- [EXERCISE AIM]: A bare number is the only acceptable answer: how many lines of these entries include "grass"?

- [MATERIAL PROVIDED]:
------------------------------------------------------------------------

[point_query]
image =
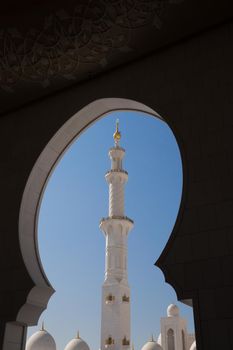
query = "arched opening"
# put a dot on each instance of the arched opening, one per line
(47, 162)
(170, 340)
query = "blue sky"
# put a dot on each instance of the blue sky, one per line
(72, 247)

------------------------------------------------------------------------

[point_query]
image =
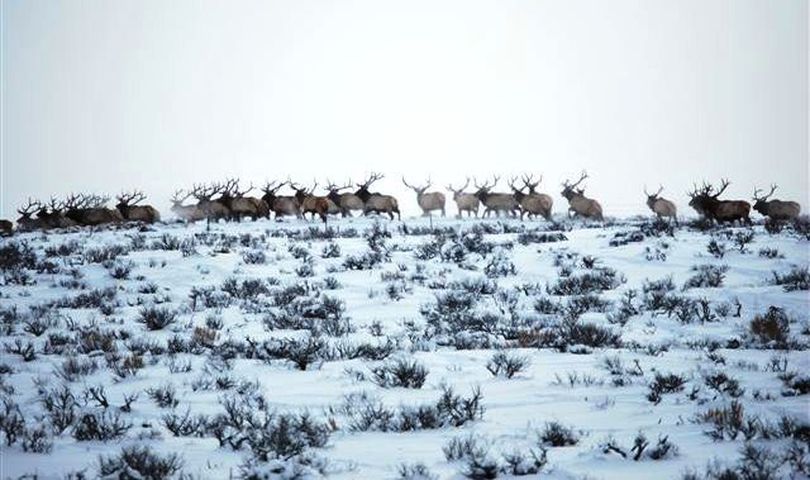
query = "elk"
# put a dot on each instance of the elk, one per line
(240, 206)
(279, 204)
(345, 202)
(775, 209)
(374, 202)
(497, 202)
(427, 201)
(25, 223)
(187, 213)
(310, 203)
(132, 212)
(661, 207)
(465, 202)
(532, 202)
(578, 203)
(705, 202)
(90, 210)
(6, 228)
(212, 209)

------------------------------------------------------------------------

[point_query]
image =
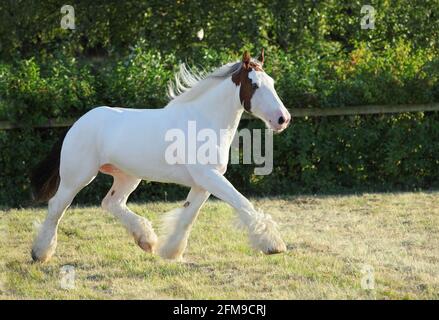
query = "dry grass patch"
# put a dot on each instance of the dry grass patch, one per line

------------------------------------------------------------------------

- [WRITTEN REPLY]: 2